*RECORD EXTRACTS*
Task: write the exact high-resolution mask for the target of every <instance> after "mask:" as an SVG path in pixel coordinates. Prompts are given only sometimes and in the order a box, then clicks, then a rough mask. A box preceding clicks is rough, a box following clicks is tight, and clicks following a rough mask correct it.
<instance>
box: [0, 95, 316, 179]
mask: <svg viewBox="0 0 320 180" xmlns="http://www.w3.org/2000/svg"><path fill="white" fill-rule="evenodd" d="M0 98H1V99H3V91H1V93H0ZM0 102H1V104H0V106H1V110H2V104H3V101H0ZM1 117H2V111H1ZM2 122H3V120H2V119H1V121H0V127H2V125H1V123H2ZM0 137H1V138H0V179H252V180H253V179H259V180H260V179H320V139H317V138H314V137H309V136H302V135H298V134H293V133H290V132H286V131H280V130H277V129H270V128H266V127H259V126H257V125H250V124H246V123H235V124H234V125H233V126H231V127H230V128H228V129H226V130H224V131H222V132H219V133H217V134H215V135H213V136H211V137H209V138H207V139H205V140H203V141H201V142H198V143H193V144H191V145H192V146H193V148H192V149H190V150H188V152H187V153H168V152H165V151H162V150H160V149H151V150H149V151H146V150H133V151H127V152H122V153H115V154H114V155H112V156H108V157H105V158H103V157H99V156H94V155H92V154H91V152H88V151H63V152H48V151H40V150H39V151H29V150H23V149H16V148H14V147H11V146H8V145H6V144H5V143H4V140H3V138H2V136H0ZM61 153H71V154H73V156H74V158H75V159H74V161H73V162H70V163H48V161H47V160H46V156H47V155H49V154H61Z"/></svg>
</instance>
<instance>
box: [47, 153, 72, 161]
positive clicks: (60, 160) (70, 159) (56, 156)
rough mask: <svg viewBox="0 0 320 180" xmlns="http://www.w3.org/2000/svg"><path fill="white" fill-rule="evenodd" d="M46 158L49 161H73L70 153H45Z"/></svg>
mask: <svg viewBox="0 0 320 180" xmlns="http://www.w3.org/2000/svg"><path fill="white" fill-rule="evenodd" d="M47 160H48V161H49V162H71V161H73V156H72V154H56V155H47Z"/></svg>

*EXERCISE*
Leaving nothing out, print each line above exactly.

*RESPONSE*
Task: write the exact high-resolution mask for the target of every <instance> after "mask:" as an SVG path in pixel coordinates. Prompts are given only sometimes and in the order a box, then clicks, then a rough mask. A box preceding clicks is rough, a box following clicks is tight, and clicks following a rough mask correct it.
<instance>
box: [0, 95, 316, 179]
mask: <svg viewBox="0 0 320 180" xmlns="http://www.w3.org/2000/svg"><path fill="white" fill-rule="evenodd" d="M0 98H1V99H3V91H1V93H0ZM0 102H1V104H0V106H1V110H2V104H3V101H0ZM1 117H2V111H1ZM2 122H3V120H2V119H1V121H0V127H2V125H1V123H2ZM0 137H1V138H0V179H252V180H253V179H259V180H260V179H320V139H317V138H314V137H309V136H302V135H298V134H293V133H290V132H286V131H280V130H277V129H270V128H266V127H259V126H257V125H250V124H246V123H235V124H234V125H233V126H231V127H230V128H228V129H226V130H224V131H222V132H219V133H217V134H215V135H213V136H211V137H209V138H207V139H205V140H203V141H201V142H198V143H193V144H191V145H192V146H193V148H192V149H190V150H188V152H187V153H168V152H165V151H162V150H160V149H151V150H149V151H146V150H133V151H127V152H122V153H115V154H114V155H112V156H108V157H105V158H103V157H99V156H94V155H92V154H91V152H88V151H63V152H48V151H40V150H39V151H29V150H23V149H16V148H14V147H11V146H8V145H6V144H5V143H4V140H3V138H2V136H0ZM61 153H71V154H73V156H74V158H75V159H74V161H73V162H70V163H48V161H47V160H46V156H47V155H49V154H61Z"/></svg>
</instance>
<instance>
box: [47, 153, 72, 161]
positive clicks: (60, 160) (70, 159) (56, 156)
rough mask: <svg viewBox="0 0 320 180" xmlns="http://www.w3.org/2000/svg"><path fill="white" fill-rule="evenodd" d="M46 158L49 161H73L70 153H45Z"/></svg>
mask: <svg viewBox="0 0 320 180" xmlns="http://www.w3.org/2000/svg"><path fill="white" fill-rule="evenodd" d="M47 160H48V161H49V162H71V161H73V156H72V154H56V155H47Z"/></svg>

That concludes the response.